_ASSIGNMENT 1_
According to the article on digital twins in healthcare, which three areas of opportunity for digital twins in the hospital environment does Dr. Suomi's article cover?
_ASSIGNMENT 2_
Return the passage from the article on digital twins in healthcare starting at "Similar to creating" and ending at "extend their lifecycles.", copied word for word.

[Opening READING PASSAGE section]

From Patients to Wards, Digital Twins are Alive & Well in Healthcare

  • March 20, 2024
  • Joyce Deuley

Whether we’re talking about patient vitals or medical devices themselves, the ability to create digital twins is becoming increasingly more appealing. Creating digital environments to better understand the inner workings of the human body, the hospital itself, or a series of devices is becoming more widespread as technologies and reduced costs converge.

Dr. Visa Suomi’s MedTech article goes into detail at the different approaches of combining devices and digital environments to enhance the hospital environment and improve patient (and technology) outcomes. In this article, Dr. Suomi covers three areas of opportunity for digital twins within the hospital environment:

The Human Body

Utilizing information from a myriad of wearable devices, clinicians can essentially take that data and pair it with lab work and treatment information to generate a more holistic view of the patient that is continuously updated. This can help clinicians better manage treatments, communicate across hospital departments for care planning, and improve the patient experience overall.

Medical Devices

Similar to creating a digital twin of a person, hospitals can now take predictive maintenance of medical assets to a whole new level. Having a more holistic picture of how high-value assets, such as MRI scanners, etc. work and are affected by potential shifts in their environment and use can help hospitals reduce costs, proactively maintain those devices, and extend their lifecycles.

Hospitals

Entire medical facilities now can build off those foundations and be transformed into digital twins themselves. This can help hospitals do scenario planning, improve safety, and optimize operations. From front to back office administrative tasks to building performances, we can get an in-depth, holistic view of the health of a hospital and figure out how to make it better.

And Yet…

When thinking about not just the technological ability to incorporate these types of technologies within the hospital environment, we must also consider how these solutions can transform patient-clinician relationships, as well as other processes in and outside of the hospital.

Are we tasking clinicians with more work to become technology experts, too?

As more of these solutions become accessible and widespread, hospitals will need assistance from trusted vendors and partners to ensure that they are deployed with the right business case in mind and the right way to manage and maintain those new systems and technologies as they become integrated more thoroughly in healthcare.

[Closing READING PASSAGE section]
[Opening SOURCE DATA section]

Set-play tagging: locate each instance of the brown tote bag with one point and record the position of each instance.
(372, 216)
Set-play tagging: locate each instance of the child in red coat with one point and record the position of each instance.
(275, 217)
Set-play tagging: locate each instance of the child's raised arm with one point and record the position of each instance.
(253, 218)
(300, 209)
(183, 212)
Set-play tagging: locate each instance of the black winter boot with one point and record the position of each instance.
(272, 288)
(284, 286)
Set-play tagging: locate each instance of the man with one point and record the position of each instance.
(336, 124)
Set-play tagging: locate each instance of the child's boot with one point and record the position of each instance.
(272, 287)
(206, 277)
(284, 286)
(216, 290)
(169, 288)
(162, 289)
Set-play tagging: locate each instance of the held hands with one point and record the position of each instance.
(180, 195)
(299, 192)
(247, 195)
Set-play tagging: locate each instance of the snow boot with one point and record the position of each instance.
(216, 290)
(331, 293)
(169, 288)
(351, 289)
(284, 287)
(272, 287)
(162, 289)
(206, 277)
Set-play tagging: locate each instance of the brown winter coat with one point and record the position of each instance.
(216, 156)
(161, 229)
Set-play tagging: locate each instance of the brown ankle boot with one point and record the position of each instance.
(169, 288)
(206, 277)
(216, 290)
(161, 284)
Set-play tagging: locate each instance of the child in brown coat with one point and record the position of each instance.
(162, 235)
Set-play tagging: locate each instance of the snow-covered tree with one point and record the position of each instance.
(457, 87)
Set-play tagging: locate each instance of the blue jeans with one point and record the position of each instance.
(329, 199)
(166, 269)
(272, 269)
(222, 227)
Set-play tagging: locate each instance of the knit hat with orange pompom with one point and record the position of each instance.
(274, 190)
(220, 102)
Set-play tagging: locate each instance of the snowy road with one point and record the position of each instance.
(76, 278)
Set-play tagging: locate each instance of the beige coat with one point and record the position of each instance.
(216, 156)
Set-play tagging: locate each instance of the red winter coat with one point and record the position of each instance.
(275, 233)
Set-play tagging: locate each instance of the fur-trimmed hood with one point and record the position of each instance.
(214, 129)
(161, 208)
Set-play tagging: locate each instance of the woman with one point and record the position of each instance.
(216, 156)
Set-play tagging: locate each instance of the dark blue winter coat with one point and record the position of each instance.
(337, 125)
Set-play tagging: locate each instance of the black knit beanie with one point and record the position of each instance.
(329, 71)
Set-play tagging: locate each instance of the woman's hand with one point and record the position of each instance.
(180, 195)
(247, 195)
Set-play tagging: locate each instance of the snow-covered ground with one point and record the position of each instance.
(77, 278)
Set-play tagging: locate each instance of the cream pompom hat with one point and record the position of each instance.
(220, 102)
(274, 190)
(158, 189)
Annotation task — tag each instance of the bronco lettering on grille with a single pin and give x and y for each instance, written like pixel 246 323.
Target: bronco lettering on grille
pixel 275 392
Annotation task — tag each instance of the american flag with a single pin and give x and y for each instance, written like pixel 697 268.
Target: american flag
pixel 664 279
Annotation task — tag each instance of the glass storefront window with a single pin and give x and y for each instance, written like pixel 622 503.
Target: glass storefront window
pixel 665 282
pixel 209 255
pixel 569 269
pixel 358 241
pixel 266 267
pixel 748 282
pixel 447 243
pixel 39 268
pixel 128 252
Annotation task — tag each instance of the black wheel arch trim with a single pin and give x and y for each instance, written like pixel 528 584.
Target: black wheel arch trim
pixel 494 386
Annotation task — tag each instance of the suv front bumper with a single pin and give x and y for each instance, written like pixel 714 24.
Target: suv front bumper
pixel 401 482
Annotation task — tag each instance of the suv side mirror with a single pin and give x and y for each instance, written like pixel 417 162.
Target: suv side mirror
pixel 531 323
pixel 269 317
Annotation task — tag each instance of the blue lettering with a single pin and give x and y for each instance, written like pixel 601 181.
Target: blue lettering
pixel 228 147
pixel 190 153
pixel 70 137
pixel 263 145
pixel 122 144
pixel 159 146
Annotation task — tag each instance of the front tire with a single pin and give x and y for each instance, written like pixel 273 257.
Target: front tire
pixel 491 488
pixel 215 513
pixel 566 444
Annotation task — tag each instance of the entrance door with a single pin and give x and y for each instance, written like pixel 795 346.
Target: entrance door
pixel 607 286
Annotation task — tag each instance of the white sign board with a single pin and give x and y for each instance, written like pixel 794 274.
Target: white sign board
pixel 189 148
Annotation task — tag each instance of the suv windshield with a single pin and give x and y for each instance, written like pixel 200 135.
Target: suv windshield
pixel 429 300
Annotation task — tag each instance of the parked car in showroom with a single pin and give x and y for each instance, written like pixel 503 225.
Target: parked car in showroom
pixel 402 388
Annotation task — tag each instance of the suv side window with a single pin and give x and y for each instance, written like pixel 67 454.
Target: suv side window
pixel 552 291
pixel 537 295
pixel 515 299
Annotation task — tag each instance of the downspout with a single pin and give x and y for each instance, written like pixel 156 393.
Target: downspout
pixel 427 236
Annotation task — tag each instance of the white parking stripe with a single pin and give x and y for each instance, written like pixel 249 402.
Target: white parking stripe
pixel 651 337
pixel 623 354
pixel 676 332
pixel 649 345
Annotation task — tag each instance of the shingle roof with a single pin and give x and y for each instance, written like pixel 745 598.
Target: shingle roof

[Closing SOURCE DATA section]

_WRITTEN ANSWER 1_
The human body, medical devices, and hospitals.

_WRITTEN ANSWER 2_
Similar to creating a digital twin of a person, hospitals can now take predictive maintenance of medical assets to a whole new level. Having a more holistic picture of how high-value assets, such as MRI scanners, etc. work and are affected by potential shifts in their environment and use can help hospitals reduce costs, proactively maintain those devices, and extend their lifecycles.